PROBLEM —
All lines after the one containing "Exercise. Spot the white blanket" are needed, along with that line itself. Please repeat them exactly through the end of the entries.

• • • •

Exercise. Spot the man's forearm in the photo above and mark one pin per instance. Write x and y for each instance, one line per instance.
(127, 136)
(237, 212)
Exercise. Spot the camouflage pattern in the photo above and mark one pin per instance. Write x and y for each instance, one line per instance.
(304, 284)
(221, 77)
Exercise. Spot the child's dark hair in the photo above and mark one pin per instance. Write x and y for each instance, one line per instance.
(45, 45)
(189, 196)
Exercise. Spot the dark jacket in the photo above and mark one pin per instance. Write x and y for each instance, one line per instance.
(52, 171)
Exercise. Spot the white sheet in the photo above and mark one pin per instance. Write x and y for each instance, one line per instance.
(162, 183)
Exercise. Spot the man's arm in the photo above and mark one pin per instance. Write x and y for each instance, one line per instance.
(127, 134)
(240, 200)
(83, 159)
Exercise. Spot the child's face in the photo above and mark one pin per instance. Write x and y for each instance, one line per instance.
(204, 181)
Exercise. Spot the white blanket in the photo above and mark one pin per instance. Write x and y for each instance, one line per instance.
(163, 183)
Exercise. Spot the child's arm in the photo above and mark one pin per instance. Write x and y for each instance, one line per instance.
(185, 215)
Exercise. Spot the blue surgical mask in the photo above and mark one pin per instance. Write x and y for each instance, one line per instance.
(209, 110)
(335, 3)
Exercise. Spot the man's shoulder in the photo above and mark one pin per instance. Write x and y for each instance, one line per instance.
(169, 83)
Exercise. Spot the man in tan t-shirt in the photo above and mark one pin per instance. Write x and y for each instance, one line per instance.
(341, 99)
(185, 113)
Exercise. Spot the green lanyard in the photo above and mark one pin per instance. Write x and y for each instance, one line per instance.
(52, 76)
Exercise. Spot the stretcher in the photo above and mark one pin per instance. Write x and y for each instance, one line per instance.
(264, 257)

• • • •

FINAL ANSWER —
Exercise. Spot the white blanket in the photo above and mark one pin per instance. Write x and y for each instance, one line per instance.
(163, 183)
Exercise. Spot the child's arm in the photo above and mark one pin per instance. Write x and y for each instance, one line per instance.
(185, 215)
Exercise. Spot the blue surgical mask in the photo above and mark one pin per instance. Write x and y for each instance, one line per instance.
(209, 110)
(335, 3)
Exercise. Spot the man's shoulder in the photo above and mark one pin per instance. Write x and y for each instance, one line per instance.
(169, 83)
Exercise. Spot the man in tan t-shirt in the photo above and mark one pin per instance. Write x and y for each instance, one line per instance.
(341, 99)
(185, 113)
Exercise. Spot the green lanyard in the photo above and mark one pin per instance. Write x and y for each instance, one line per instance.
(52, 76)
Exercise. Spot the stretcher in the photo above and mark one pin per instance. Write x and y for each instance, one line per instance.
(264, 257)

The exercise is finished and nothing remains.